[Items from a labeling collection]
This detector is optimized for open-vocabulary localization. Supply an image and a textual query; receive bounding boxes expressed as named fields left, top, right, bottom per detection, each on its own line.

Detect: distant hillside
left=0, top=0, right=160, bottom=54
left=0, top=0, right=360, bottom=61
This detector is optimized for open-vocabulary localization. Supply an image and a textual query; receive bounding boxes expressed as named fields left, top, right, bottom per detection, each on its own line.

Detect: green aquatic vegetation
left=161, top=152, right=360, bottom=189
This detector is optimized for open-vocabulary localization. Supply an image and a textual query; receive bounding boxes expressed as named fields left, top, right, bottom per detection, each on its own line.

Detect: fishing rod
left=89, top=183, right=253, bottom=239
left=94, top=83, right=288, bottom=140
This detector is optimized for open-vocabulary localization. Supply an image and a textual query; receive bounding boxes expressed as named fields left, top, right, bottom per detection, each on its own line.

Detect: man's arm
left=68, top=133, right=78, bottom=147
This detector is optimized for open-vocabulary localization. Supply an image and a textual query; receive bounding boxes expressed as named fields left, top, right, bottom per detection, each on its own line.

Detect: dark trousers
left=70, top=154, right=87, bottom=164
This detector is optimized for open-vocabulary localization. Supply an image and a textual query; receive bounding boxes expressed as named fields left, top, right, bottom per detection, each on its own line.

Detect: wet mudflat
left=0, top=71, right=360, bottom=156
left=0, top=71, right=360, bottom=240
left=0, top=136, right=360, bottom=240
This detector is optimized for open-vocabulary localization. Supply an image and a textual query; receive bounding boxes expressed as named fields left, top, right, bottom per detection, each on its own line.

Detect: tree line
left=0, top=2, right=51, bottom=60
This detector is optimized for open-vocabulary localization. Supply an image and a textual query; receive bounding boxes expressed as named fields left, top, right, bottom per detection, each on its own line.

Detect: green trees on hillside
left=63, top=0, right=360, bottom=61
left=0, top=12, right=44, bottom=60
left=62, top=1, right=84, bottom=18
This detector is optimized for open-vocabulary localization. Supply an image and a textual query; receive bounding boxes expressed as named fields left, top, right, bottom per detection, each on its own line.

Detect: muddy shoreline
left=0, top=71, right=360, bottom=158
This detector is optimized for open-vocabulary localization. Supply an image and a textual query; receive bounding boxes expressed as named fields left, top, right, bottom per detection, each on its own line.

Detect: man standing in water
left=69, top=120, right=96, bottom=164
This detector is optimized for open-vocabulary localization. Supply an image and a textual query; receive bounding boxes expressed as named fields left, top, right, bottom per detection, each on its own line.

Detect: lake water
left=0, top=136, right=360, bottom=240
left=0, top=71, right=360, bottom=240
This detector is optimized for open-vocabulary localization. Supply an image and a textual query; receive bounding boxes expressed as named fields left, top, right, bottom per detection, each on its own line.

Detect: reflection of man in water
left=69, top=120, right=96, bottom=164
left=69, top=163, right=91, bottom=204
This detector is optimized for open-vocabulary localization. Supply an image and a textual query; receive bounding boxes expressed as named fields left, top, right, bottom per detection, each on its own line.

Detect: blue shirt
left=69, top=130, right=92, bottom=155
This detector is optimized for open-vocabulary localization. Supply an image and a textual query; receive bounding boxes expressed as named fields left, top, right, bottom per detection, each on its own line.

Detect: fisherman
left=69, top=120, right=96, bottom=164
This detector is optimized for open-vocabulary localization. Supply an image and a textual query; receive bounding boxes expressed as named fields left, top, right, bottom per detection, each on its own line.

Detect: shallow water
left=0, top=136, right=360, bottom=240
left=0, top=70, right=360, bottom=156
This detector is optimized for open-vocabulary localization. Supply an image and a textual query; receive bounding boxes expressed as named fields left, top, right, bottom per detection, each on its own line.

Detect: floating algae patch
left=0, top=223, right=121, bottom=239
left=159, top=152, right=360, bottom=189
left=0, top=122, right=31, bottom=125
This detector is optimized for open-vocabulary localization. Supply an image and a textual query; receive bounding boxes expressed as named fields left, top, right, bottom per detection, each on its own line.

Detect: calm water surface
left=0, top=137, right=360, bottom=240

Instructions to follow.
Repeat word for word every line from the first one through the line that contains "left=161, top=152, right=360, bottom=189", including both of those lines.

Correct answer.
This detector is optimized for open-vocabulary localization. Supply an image and a textual query; receive bounding boxes expressed as named fields left, top, right, bottom per detection, each on its own line.

Detect: distant hillside
left=0, top=0, right=160, bottom=54
left=0, top=0, right=360, bottom=61
This detector is optimized for open-vocabulary localization. Supply an image and a textual query; receive bounding boxes expressed as named fields left, top, right, bottom per detection, each on its own line.

Detect: green aquatic vegetation
left=161, top=152, right=360, bottom=189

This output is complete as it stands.